On 12 April 2018, the Dutch-language Commercial Court of Brussels (the “Court”) gave judgment in a dispute between Novartis AG (“Novartis”), a pharmaceutical company developing, manufacturing and distributing innovative medicines, and Impexeco NV (“Impexeco”), a wholesaler of medicines active in the parallel trade of medicines within the European Union.
Novartis produces and distributes a prescription-only medicine indicated for the treatment of breast cancer with the active substance “letrozol”. In Belgium and in the Netherlands, Novartis first brought this medicinal product onto the market under the name “Femara”. Novartis had obtained trade mark protection for Femara and Femara’s active substance was protected by a patent. After the expiry of Femara’s patent, the Novartis group brought a generic version of the medicine on the market under the name of the active substance letrozol as “Letrozol Sandoz”. Letrozol Sandoz was produced in Germany by a subcontractor and then bought by Sandoz BV in the Netherlands and by Sandoz NV in Belgium. Novartis and Sandoz belong to the same group of companies.

PROVIDED MATERIAL>
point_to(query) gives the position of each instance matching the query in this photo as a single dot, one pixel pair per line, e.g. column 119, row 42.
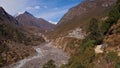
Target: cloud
column 45, row 6
column 13, row 6
column 53, row 22
column 33, row 7
column 37, row 7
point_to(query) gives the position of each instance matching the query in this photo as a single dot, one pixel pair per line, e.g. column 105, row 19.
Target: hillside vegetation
column 84, row 55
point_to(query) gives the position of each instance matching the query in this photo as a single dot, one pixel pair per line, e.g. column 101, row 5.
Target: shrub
column 49, row 64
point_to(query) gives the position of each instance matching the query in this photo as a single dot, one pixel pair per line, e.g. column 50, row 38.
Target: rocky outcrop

SET OF TASKS>
1: In the passage on the Novartis and Impexeco judgment, Letrozol Sandoz was bought by Sandoz BV and Sandoz NV, yet the passage says the Novartis group brought it onto the market. Explain what the passage states that accounts for this.
2: Return the part of the passage on the Novartis and Impexeco judgment starting with "On 12 April" and going on through "the European Union.".
3: According to the passage on the Novartis and Impexeco judgment, where was Letrozol Sandoz produced, and by whom?

TASK ANSWERS>
1: Novartis and Sandoz belong to the same group of companies, so a generic marketed through the Sandoz companies counts as the Novartis group's product.

2:
On 12 April 2018, the Dutch-language Commercial Court of Brussels (the “Court”) gave judgment in a dispute between Novartis AG (“Novartis”), a pharmaceutical company developing, manufacturing and distributing innovative medicines, and Impexeco NV (“Impexeco”), a wholesaler of medicines active in the parallel trade of medicines within the European Union.

3: It was produced in Germany by a subcontractor.